- **Problem details**: The line containing "out the player's" marks where to begin; quote it and every line after it through the end of the data, exactly as written.

- **Task material**:
----------

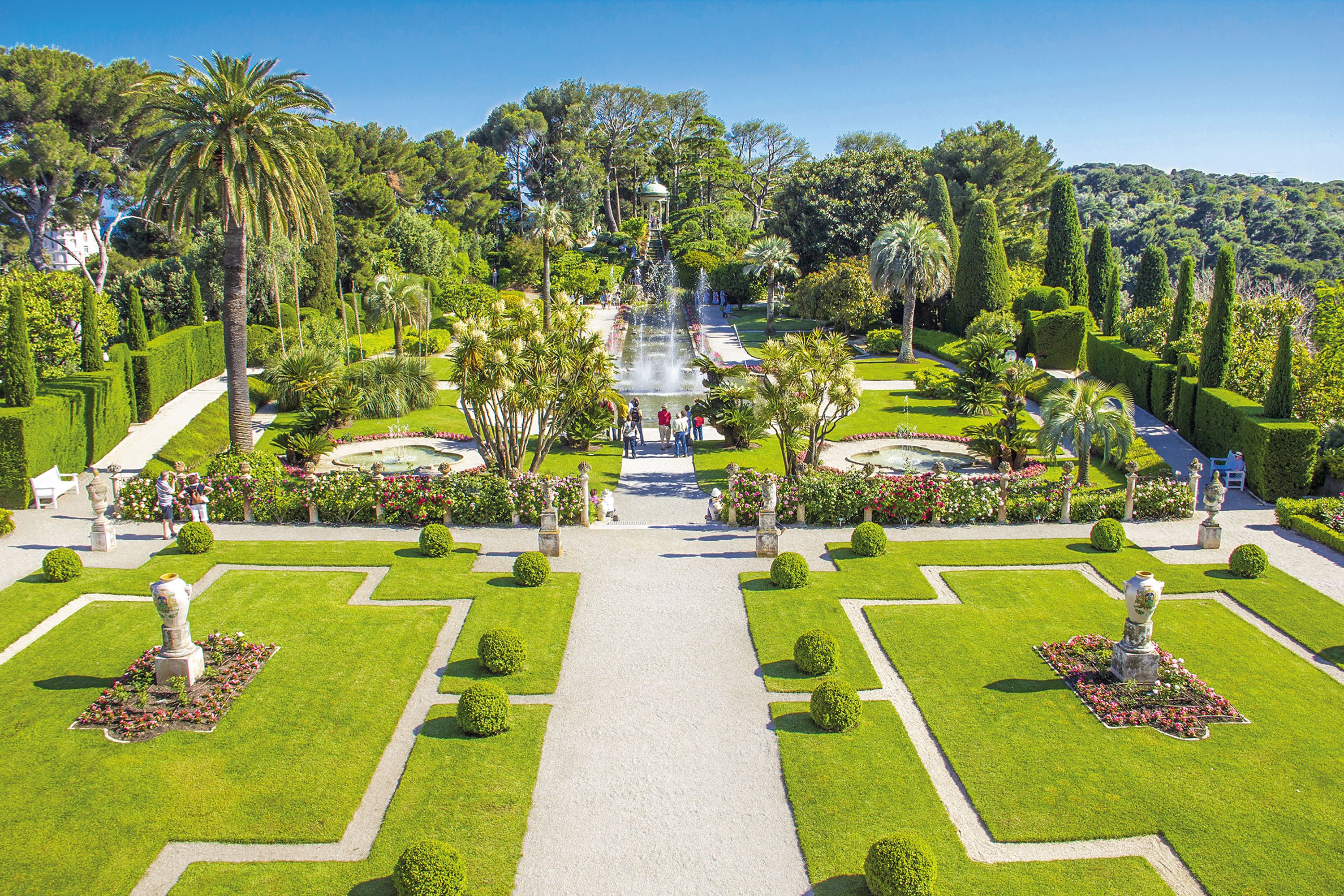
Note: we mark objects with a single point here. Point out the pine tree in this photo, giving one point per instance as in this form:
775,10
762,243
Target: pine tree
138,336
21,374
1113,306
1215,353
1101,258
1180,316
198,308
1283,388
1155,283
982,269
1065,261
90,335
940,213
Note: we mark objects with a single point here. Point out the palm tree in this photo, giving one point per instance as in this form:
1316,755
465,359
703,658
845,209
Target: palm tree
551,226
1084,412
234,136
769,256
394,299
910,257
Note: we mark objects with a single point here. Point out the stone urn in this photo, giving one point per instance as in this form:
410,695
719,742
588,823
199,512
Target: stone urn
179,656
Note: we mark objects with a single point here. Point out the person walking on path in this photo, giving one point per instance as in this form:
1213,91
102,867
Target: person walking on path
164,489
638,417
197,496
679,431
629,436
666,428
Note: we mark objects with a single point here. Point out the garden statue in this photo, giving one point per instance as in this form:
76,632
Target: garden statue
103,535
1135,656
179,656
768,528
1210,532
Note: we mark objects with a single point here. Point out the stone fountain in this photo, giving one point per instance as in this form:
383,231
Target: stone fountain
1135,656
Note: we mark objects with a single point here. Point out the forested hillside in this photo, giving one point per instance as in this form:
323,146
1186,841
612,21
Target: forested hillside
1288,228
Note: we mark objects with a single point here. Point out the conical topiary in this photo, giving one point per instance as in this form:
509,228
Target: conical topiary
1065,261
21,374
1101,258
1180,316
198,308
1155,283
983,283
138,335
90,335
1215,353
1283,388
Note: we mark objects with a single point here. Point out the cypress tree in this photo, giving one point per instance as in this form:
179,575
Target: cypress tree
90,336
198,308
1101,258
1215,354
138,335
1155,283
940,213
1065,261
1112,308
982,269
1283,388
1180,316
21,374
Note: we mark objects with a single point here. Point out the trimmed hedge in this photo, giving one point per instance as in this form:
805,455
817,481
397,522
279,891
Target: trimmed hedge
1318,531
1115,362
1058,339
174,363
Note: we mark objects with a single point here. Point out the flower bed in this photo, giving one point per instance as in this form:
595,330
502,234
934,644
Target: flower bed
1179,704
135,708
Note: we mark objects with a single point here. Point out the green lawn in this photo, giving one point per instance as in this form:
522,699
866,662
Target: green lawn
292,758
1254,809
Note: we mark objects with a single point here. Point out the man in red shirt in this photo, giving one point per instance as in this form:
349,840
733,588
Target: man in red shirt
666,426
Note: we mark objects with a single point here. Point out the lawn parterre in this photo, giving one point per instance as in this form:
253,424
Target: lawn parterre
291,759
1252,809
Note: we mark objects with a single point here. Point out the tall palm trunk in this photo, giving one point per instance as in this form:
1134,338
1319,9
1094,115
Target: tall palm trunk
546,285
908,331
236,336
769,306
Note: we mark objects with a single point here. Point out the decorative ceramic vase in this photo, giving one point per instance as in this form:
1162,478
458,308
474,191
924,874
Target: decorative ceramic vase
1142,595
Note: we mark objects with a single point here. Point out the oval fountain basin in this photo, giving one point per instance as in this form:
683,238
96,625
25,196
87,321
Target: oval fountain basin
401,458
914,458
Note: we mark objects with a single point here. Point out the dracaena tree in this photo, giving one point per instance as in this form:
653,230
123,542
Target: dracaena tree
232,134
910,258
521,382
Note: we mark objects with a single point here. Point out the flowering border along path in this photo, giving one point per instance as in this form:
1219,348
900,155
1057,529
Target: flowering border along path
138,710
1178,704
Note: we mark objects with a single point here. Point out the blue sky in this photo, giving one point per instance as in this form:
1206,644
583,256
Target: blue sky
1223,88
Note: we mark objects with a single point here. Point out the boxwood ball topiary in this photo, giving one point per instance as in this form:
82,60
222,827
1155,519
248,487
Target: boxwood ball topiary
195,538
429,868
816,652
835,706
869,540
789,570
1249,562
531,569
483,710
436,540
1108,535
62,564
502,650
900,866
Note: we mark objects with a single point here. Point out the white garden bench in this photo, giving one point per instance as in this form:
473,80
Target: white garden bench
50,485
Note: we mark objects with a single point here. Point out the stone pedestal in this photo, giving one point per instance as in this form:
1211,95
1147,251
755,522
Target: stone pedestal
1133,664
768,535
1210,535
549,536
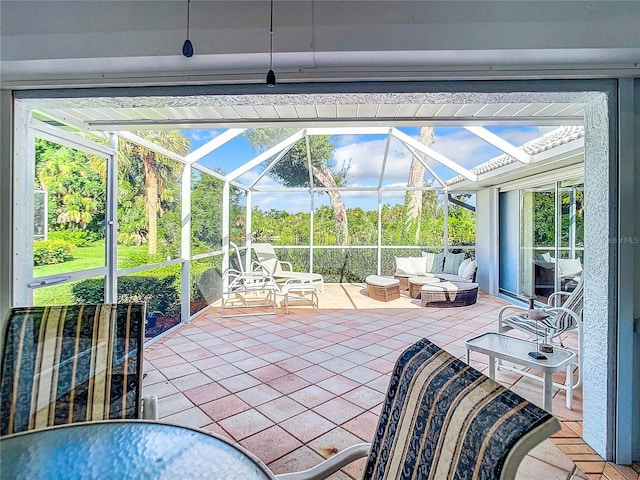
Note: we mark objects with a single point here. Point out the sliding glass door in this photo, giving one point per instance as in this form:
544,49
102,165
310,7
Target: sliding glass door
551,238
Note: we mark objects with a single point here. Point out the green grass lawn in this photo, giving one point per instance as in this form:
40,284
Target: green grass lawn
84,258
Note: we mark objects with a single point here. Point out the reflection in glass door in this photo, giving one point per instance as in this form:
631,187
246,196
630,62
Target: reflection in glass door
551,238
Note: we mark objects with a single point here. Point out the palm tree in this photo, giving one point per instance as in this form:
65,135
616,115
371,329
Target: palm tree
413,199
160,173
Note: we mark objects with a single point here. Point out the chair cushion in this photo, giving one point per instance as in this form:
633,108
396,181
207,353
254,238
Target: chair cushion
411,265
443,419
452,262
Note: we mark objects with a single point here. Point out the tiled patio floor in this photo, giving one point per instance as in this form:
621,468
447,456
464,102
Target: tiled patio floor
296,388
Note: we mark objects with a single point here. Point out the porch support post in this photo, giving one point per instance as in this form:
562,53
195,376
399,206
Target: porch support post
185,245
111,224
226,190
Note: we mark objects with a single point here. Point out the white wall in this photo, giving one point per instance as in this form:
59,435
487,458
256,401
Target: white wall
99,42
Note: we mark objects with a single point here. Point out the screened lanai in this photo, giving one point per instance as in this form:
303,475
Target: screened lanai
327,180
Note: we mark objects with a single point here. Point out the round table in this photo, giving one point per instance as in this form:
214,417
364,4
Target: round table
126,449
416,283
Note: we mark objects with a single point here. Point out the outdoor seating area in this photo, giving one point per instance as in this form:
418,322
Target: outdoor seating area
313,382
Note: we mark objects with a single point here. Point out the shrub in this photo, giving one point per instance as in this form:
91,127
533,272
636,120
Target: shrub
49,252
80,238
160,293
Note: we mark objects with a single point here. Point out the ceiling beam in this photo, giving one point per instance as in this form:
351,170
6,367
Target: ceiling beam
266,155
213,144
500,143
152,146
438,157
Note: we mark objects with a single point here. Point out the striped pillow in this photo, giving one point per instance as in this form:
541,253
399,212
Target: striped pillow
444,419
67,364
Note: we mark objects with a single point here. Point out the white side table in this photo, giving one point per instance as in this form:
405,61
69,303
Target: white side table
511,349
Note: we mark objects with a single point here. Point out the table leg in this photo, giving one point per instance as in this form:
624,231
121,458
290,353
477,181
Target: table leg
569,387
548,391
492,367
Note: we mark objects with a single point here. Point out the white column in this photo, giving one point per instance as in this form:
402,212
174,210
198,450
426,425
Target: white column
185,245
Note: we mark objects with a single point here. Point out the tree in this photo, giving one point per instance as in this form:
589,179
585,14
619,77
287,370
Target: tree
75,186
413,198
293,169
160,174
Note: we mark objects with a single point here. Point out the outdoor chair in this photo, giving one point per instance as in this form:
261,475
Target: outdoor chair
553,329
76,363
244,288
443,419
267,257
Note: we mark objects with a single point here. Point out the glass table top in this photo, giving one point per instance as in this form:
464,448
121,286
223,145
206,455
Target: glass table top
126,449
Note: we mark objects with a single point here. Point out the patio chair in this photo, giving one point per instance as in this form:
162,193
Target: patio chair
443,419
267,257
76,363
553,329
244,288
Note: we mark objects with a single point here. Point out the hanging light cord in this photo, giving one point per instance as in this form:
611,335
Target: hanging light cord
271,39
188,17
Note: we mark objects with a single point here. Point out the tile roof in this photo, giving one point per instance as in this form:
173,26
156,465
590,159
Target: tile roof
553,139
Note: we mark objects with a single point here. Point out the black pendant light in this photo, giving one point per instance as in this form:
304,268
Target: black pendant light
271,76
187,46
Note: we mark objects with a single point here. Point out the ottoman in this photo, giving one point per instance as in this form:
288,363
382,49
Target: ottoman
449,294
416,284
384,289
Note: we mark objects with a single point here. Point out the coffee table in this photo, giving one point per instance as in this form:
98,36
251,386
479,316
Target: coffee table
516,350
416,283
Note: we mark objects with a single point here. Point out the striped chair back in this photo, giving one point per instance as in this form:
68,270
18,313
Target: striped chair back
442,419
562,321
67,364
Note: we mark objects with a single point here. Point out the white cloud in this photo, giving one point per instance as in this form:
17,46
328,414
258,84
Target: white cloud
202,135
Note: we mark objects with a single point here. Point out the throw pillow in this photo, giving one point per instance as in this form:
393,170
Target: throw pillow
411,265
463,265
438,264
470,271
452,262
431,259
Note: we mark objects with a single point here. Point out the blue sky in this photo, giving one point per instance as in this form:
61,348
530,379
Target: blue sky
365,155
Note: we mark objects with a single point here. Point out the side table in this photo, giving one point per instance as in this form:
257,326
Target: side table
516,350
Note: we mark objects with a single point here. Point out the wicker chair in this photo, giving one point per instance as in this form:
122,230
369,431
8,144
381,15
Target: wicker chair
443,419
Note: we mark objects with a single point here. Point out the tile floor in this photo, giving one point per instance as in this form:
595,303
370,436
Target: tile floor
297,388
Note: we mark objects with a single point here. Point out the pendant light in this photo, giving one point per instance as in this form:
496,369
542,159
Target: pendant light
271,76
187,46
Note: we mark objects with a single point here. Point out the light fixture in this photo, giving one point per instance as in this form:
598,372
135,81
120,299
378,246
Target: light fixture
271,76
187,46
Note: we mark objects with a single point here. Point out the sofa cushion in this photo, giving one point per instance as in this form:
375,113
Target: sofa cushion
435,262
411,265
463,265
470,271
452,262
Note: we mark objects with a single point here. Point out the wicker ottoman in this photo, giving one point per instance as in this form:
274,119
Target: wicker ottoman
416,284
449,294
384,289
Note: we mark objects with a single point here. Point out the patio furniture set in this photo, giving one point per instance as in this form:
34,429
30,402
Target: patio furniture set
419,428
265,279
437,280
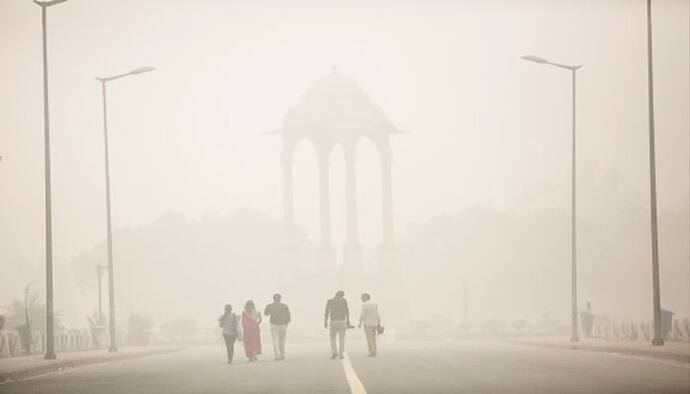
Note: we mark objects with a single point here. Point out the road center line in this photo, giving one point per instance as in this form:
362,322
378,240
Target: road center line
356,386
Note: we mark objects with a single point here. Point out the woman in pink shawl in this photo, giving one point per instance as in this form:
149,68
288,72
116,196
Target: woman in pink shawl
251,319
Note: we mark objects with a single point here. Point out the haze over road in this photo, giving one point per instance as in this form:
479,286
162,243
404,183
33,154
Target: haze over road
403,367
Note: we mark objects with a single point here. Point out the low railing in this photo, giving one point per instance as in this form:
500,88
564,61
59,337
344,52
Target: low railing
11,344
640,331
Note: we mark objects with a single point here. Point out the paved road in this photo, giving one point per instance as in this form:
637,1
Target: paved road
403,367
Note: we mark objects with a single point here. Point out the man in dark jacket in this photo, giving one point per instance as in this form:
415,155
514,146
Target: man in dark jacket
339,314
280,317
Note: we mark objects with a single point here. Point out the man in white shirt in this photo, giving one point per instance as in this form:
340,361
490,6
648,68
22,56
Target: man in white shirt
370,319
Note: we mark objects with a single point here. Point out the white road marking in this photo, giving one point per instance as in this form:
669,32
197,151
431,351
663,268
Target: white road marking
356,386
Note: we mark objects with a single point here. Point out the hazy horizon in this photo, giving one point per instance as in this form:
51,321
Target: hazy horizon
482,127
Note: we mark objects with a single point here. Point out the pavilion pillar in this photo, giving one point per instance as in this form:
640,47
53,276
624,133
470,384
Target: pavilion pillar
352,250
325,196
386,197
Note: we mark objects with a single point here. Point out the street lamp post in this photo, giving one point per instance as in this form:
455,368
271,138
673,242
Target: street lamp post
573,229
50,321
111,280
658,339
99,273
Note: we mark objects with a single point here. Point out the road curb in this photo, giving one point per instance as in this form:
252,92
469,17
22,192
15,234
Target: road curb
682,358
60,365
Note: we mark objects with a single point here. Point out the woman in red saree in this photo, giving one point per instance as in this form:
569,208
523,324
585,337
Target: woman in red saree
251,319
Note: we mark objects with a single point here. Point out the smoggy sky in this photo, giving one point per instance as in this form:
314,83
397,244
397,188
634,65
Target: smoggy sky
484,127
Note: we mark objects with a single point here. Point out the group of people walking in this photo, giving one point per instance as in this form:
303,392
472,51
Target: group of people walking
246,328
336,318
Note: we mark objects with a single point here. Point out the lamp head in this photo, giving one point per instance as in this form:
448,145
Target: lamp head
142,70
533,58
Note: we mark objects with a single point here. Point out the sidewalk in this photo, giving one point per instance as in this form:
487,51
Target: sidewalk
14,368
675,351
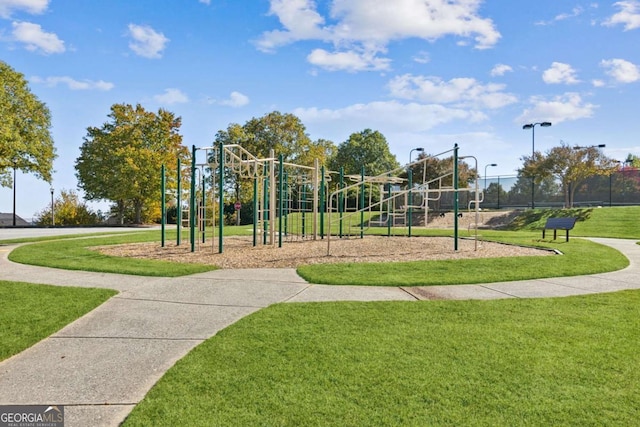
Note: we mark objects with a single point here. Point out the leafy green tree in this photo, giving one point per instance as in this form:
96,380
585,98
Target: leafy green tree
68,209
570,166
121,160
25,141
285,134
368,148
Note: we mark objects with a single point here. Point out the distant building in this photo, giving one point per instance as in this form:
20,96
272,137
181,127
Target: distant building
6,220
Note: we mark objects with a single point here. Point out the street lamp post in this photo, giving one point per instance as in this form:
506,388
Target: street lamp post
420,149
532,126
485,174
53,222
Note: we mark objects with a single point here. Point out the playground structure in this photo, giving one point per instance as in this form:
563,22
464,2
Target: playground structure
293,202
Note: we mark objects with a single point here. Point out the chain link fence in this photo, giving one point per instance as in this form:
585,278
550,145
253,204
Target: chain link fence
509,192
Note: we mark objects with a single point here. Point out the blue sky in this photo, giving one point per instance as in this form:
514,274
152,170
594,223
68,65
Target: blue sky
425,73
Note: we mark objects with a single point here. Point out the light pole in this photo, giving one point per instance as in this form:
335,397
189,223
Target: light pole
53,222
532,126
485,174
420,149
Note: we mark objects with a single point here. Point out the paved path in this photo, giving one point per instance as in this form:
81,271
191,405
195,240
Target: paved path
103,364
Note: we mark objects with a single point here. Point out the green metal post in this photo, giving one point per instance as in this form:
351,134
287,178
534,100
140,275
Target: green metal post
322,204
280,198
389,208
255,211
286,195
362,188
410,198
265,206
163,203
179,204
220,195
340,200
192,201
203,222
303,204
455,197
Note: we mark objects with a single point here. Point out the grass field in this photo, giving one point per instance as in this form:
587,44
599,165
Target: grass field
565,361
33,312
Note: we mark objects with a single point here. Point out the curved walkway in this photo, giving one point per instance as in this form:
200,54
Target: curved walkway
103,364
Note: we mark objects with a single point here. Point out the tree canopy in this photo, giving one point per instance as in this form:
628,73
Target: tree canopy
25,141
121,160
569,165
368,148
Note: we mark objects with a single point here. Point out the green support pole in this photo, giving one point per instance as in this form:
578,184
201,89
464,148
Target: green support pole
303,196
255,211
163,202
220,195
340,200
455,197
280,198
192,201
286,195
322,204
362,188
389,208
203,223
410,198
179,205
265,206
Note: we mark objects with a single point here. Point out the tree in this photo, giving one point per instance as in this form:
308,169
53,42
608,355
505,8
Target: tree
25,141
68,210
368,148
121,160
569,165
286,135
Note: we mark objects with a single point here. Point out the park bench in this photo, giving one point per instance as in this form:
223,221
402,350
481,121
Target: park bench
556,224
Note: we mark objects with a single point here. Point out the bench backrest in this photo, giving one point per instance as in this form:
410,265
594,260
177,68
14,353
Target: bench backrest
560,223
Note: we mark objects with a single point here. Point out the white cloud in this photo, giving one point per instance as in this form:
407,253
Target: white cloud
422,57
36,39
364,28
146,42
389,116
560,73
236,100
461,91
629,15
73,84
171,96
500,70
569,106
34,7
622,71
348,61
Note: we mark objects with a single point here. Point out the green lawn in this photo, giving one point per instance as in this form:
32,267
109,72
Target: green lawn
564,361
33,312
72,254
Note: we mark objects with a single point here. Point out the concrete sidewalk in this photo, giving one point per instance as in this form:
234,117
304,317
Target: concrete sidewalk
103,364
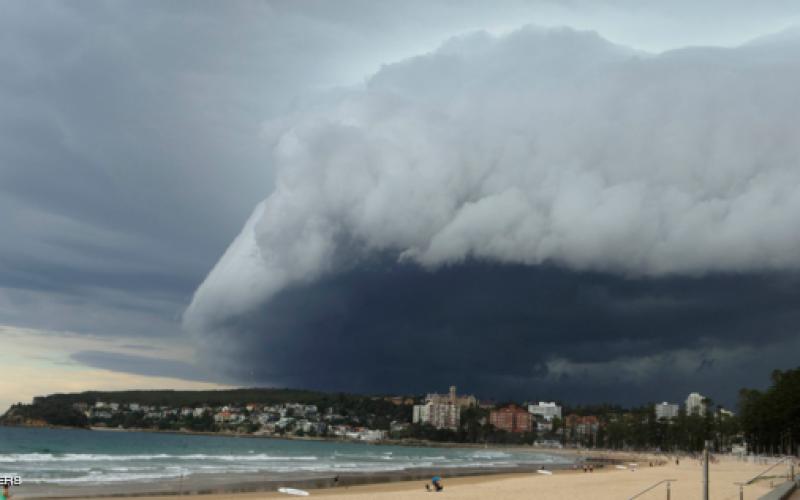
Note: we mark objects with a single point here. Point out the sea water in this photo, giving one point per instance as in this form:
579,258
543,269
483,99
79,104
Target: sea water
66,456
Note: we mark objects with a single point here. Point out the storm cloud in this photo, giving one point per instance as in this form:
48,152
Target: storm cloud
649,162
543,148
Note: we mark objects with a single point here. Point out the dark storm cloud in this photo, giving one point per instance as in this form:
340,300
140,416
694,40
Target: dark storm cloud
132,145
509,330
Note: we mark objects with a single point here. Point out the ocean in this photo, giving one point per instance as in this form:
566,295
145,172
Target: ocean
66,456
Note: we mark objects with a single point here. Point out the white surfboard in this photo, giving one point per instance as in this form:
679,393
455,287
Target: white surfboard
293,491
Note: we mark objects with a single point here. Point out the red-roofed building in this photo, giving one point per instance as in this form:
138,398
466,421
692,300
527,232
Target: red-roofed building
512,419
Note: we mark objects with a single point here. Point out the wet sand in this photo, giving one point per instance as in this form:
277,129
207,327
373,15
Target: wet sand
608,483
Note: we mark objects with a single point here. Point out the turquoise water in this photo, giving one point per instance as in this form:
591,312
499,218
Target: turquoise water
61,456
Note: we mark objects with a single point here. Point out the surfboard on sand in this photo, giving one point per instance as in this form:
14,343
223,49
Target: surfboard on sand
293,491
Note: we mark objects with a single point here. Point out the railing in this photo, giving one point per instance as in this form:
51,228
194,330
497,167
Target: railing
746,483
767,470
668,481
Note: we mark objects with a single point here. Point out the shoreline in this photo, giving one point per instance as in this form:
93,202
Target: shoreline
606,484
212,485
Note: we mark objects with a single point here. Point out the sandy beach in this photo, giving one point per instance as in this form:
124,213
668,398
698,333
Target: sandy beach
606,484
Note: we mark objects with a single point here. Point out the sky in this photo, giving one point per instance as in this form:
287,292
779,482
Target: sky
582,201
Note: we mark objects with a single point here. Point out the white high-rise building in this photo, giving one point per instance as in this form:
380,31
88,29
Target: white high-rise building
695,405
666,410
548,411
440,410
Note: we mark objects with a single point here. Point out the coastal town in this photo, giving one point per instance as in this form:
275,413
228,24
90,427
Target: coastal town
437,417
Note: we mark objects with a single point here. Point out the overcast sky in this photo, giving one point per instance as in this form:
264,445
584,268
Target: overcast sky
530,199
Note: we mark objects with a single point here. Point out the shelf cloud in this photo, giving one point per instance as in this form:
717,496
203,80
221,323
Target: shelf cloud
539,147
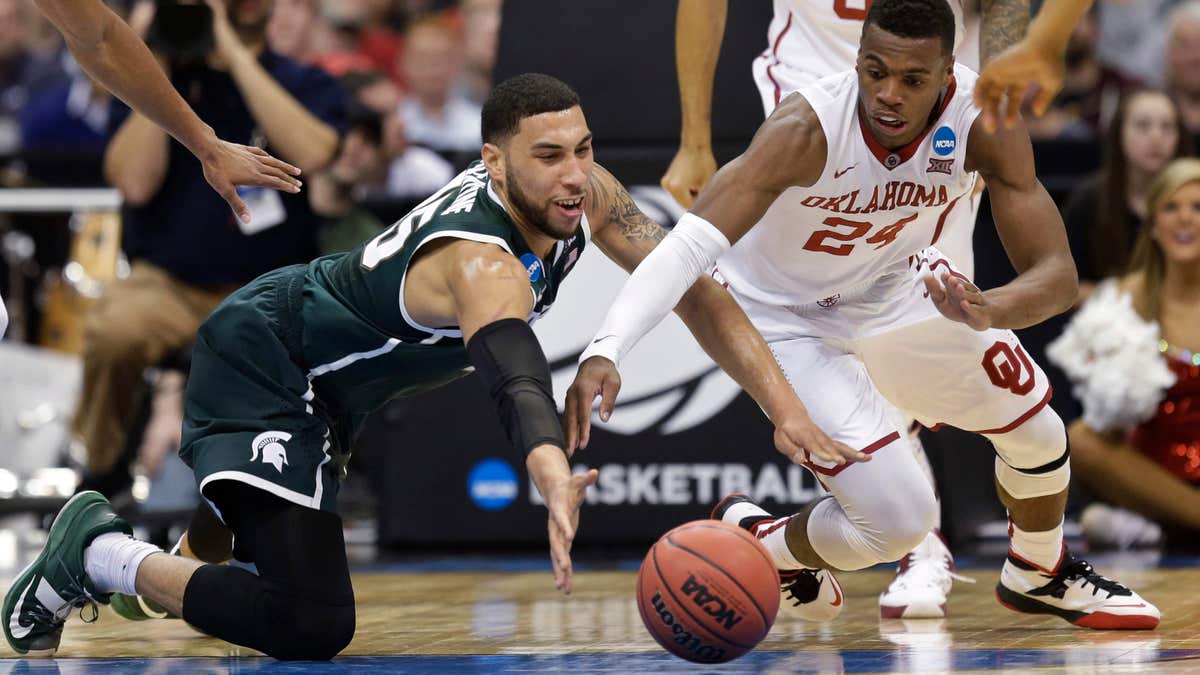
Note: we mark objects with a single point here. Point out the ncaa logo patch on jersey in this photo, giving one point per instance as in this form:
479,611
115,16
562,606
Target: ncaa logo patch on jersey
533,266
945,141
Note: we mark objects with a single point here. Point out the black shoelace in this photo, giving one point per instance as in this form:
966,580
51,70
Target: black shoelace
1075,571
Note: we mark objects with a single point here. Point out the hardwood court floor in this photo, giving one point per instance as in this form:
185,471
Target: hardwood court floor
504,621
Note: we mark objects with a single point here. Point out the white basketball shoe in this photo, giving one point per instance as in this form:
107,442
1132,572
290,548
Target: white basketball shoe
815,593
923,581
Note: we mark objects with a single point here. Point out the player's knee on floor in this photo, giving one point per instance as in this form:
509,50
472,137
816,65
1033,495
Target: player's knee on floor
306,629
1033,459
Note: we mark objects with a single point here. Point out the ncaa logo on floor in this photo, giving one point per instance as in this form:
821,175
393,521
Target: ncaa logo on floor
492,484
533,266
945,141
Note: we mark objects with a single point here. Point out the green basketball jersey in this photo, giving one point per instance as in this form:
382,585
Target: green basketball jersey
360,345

----------

- **Task response**:
Note: we mark objects with a single point here. Point out the player's knee on floor in this photo, giving one point per instance as in this form:
509,50
472,137
816,65
1033,495
Target: player's knee on floor
306,629
1033,459
Note: we mark objects with a single point here. Point out the ncaa logo on floor in this photo, giving one point per instance as in this form:
821,175
393,521
Target: ncaa logo on floor
492,484
533,266
945,141
Note: we mark objects with a single point here. Point out the green basketball jersey in this photo, giving one point per instance as in this form:
382,585
Target: green basketball jersey
360,345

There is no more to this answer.